*REQUIREMENT*
Starting at the line that contains "Locate the carved" and ending with the last line of the data below, lay out each line as a row of a Markdown table with the columns Row and Line, skipping blank lines.

↓↓↓

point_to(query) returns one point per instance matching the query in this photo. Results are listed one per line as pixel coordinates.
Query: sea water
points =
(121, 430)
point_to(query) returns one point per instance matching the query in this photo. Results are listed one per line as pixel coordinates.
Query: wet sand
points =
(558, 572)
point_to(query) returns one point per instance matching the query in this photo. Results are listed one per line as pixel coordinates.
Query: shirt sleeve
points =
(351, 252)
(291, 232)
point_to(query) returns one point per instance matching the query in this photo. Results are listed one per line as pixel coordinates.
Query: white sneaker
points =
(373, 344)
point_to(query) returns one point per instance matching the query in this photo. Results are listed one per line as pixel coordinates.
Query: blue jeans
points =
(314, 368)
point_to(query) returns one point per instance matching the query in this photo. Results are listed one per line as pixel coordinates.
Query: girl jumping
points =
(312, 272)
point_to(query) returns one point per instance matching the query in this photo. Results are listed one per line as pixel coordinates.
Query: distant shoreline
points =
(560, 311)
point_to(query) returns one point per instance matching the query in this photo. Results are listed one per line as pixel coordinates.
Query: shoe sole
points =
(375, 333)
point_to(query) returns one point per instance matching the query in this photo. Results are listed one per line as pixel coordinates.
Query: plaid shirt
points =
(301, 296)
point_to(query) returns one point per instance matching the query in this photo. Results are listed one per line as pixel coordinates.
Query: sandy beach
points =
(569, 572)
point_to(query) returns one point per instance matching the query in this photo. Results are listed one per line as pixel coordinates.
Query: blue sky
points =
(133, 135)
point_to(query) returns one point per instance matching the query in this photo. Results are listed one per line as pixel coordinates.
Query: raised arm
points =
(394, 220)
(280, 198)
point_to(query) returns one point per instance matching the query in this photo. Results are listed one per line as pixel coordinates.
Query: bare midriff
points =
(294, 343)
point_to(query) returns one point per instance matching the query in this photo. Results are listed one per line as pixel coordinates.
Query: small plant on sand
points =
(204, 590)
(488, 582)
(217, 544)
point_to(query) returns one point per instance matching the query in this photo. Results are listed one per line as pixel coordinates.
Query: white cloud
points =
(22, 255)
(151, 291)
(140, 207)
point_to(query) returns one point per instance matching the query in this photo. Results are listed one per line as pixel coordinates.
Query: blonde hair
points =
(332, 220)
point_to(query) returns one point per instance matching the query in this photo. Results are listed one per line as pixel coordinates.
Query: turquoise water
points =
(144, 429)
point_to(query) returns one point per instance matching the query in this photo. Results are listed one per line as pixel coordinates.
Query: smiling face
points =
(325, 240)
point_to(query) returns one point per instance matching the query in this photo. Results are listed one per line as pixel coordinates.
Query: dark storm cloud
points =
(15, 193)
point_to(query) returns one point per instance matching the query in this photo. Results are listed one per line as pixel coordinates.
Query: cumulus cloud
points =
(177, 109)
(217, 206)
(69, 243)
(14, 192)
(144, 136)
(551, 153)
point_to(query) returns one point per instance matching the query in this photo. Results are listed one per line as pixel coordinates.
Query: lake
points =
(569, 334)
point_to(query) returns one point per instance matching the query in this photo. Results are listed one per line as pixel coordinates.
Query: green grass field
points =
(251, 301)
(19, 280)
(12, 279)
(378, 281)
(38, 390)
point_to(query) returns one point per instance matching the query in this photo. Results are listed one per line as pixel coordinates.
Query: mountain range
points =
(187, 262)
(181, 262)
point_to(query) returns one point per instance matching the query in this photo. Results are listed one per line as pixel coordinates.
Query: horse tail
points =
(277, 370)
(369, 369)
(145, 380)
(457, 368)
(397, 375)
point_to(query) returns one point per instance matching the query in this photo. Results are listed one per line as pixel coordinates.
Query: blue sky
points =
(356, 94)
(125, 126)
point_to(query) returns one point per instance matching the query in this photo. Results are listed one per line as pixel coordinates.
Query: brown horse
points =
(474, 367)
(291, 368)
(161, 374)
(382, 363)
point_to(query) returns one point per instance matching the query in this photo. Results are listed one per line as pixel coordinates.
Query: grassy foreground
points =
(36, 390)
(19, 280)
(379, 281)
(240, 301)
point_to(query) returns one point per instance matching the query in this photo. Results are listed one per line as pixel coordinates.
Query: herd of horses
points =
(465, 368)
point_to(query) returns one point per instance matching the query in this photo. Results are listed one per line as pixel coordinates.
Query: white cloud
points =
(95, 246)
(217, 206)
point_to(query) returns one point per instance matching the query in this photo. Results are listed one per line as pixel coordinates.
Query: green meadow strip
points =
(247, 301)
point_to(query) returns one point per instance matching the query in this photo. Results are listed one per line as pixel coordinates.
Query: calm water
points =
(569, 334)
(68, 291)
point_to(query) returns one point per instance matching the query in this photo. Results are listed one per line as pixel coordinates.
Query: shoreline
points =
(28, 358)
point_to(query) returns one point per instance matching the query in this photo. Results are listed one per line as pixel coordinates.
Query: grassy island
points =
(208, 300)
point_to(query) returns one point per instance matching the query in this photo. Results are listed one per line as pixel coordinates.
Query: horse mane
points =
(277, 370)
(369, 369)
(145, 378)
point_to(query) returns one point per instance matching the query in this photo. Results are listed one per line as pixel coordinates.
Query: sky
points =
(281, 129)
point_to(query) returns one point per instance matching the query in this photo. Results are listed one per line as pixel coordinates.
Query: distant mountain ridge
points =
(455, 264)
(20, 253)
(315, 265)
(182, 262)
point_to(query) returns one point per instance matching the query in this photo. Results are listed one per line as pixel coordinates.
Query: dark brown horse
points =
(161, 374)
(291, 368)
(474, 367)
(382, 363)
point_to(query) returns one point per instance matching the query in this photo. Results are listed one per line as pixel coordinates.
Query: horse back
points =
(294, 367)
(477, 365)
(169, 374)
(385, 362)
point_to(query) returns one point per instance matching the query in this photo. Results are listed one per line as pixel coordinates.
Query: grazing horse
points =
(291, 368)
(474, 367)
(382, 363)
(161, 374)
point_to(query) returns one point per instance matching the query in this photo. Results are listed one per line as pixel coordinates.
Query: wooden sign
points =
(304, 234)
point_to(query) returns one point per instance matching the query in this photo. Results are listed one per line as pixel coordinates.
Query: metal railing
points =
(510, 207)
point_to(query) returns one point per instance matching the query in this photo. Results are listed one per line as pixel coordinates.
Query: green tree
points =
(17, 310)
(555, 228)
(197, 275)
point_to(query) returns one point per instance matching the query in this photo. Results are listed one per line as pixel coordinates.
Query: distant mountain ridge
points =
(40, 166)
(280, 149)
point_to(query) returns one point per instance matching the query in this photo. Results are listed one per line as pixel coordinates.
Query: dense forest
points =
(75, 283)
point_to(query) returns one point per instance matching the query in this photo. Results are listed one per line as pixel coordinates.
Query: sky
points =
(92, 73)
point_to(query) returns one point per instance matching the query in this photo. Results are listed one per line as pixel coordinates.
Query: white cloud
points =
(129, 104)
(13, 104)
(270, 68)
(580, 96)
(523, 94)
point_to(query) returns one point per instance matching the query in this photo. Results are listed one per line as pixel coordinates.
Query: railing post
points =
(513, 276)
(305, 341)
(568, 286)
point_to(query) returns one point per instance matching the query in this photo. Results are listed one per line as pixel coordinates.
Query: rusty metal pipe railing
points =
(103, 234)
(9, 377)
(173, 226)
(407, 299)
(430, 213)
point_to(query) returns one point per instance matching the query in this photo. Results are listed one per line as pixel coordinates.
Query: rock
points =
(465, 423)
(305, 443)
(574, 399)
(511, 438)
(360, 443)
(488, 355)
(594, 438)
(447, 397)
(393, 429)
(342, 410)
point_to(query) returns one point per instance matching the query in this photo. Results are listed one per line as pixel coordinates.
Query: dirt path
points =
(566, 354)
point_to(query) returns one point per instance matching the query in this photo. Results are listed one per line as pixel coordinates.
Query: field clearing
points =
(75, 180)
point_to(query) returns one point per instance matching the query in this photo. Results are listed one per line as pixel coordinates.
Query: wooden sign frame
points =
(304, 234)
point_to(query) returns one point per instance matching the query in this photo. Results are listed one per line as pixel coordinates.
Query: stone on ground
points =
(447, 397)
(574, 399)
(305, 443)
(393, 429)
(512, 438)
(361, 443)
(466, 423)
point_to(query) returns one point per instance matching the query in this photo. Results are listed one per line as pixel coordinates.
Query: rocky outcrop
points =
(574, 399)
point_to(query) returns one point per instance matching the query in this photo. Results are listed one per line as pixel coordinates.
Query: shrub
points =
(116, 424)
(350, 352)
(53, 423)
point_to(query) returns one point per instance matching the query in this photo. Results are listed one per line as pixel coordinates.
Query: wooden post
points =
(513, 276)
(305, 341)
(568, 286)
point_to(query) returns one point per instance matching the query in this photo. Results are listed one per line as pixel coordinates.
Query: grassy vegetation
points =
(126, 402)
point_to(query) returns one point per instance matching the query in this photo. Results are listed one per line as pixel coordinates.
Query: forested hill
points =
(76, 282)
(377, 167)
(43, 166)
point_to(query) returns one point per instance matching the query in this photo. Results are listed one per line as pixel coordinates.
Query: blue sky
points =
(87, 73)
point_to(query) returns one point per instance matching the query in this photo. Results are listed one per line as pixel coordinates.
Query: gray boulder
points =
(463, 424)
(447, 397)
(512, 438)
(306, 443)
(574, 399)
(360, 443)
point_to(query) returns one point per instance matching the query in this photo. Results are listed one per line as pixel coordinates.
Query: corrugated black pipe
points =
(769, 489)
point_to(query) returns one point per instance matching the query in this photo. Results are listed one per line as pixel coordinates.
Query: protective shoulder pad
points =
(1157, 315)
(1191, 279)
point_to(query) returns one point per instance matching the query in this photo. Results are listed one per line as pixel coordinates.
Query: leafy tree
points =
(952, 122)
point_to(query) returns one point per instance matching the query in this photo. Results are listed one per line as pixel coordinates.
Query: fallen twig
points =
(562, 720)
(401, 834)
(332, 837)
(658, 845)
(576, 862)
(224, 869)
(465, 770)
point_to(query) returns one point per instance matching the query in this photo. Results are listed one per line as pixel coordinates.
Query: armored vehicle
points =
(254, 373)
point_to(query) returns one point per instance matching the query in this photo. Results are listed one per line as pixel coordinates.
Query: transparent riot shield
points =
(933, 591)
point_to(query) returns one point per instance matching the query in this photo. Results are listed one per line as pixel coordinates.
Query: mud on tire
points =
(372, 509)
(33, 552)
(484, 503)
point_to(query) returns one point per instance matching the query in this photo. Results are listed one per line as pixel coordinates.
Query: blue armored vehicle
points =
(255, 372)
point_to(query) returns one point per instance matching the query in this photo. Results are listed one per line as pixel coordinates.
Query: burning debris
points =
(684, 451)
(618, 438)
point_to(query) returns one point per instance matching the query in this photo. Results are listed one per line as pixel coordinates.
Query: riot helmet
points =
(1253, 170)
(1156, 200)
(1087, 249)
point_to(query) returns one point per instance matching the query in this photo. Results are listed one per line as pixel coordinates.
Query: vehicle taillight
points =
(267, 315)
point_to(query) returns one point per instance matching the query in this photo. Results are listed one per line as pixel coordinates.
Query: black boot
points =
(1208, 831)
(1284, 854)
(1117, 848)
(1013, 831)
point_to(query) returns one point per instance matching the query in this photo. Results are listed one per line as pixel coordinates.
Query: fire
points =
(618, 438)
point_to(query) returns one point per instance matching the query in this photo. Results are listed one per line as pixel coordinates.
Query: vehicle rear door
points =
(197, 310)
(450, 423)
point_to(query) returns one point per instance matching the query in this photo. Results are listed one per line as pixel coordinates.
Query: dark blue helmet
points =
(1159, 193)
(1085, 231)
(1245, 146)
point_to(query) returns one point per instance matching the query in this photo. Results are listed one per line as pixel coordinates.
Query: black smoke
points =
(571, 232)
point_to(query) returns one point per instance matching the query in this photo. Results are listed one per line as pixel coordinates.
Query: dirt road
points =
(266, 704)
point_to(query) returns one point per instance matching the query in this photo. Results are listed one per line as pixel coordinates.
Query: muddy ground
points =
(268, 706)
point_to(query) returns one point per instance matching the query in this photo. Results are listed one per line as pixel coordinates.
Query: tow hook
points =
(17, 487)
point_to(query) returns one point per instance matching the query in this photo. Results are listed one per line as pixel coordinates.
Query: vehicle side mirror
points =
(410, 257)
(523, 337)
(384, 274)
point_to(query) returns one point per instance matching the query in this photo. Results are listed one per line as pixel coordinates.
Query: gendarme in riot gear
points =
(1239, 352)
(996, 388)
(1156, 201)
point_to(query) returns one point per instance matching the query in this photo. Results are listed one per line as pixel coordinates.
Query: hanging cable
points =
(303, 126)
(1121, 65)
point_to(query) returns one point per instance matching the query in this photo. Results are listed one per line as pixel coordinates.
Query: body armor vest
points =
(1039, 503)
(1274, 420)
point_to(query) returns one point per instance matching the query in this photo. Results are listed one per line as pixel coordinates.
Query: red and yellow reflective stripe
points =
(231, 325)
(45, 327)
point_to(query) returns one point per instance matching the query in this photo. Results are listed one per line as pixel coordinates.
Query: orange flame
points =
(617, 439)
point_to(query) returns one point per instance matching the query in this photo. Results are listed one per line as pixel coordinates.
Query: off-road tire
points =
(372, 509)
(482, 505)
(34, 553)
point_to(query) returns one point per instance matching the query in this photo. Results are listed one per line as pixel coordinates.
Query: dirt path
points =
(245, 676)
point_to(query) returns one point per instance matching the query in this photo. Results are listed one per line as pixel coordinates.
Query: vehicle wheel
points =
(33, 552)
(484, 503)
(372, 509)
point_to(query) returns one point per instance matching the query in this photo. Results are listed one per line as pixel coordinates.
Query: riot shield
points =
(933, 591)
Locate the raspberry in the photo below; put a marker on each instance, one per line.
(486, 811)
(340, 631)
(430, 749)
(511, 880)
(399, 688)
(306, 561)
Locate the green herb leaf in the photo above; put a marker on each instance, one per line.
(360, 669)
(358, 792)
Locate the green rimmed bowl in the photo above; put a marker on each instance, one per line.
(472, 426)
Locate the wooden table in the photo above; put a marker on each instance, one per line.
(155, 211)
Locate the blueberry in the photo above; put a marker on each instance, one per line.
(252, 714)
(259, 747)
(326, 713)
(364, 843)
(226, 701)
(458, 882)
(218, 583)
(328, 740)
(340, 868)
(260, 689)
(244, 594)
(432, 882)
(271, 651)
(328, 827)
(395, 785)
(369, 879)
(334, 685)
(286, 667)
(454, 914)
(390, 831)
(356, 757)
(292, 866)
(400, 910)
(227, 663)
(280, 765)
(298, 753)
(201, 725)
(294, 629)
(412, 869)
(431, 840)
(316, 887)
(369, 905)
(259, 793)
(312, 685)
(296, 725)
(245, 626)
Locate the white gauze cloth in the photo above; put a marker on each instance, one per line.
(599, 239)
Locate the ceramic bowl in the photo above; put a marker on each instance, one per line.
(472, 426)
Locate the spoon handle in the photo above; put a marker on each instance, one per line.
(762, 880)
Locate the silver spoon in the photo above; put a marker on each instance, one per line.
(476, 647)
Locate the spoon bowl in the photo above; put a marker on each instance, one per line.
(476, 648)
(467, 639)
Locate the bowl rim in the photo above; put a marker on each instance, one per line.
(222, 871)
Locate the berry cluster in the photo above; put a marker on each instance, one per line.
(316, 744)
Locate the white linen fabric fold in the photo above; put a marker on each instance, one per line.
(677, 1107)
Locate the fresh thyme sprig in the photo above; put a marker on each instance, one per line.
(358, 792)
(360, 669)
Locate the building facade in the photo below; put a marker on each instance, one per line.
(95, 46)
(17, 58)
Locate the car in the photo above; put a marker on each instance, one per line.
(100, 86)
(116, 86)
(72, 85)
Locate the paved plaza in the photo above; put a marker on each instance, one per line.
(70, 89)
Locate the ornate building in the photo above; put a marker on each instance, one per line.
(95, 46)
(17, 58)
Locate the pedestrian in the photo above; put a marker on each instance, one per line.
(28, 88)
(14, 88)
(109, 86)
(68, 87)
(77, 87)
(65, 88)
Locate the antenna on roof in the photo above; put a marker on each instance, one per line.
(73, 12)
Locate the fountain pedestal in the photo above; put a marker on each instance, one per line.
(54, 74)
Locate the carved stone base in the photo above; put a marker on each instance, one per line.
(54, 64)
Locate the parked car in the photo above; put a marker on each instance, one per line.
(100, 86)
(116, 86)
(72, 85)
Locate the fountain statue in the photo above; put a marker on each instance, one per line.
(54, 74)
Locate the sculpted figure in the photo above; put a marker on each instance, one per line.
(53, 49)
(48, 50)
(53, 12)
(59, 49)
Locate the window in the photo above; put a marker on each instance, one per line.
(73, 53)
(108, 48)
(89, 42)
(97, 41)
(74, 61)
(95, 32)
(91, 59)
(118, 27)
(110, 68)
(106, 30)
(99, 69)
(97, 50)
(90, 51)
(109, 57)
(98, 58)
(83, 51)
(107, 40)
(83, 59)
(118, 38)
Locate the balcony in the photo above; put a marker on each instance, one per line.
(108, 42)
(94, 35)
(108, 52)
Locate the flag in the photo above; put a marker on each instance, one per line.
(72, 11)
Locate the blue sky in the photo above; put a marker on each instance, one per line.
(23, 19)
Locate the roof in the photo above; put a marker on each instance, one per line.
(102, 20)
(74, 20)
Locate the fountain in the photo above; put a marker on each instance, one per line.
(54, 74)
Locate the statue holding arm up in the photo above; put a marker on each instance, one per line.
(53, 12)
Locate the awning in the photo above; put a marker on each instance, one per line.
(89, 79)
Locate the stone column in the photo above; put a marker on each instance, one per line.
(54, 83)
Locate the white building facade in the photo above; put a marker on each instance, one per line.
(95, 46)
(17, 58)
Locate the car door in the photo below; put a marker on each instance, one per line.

↑↑↑

*REPLY*
| Row | Line |
|---|---|
| 1 | Locate the carved stone base in the photo above; put a marker on each instance, one per line. |
| 2 | (54, 64) |
| 3 | Locate the parked car in the photo above; put a marker on each instance, one per line. |
| 4 | (100, 86) |
| 5 | (116, 86) |
| 6 | (72, 85) |
| 7 | Locate the fountain statue in the photo above; put a marker on each instance, one per line. |
| 8 | (54, 74) |
| 9 | Locate the sculpted figure in the photo above; put a marker on each instance, one per line. |
| 10 | (53, 49) |
| 11 | (48, 50) |
| 12 | (53, 12) |
| 13 | (59, 49) |
| 14 | Locate the window in the photo above; put a marker on each instance, one per line. |
| 15 | (73, 53) |
| 16 | (108, 48) |
| 17 | (89, 42) |
| 18 | (97, 41) |
| 19 | (74, 61) |
| 20 | (95, 32) |
| 21 | (91, 59) |
| 22 | (118, 27) |
| 23 | (110, 68) |
| 24 | (106, 30) |
| 25 | (99, 69) |
| 26 | (97, 50) |
| 27 | (90, 51) |
| 28 | (109, 57) |
| 29 | (98, 58) |
| 30 | (83, 51) |
| 31 | (107, 40) |
| 32 | (83, 59) |
| 33 | (118, 38) |
| 34 | Locate the balcony in the photo above; put a marker on each instance, one per line. |
| 35 | (108, 42) |
| 36 | (94, 35) |
| 37 | (108, 52) |
| 38 | Locate the flag in the photo above; put a marker on each instance, one per line. |
| 39 | (72, 11) |
| 40 | Locate the blue sky in the photo above; put a marker on each instance, one per line. |
| 41 | (23, 19) |
| 42 | Locate the roof in the photo above; put a marker on each instance, one per line. |
| 43 | (102, 20) |
| 44 | (74, 20) |
| 45 | Locate the fountain in the photo above; put a marker on each instance, one per line. |
| 46 | (54, 74) |
| 47 | Locate the statue holding arm up in the photo above; put a marker on each instance, one per line. |
| 48 | (53, 12) |
| 49 | Locate the awning in the photo above; put a marker on each instance, one per line. |
| 50 | (89, 79) |
| 51 | Locate the stone column in the photo above; put a marker on each instance, one per line. |
| 52 | (54, 83) |
| 53 | Locate the white building facade in the photo above; put a marker on each instance, one per line. |
| 54 | (95, 46) |
| 55 | (17, 58) |
| 56 | Locate the car door in the photo below; put a marker on each instance, one per line. |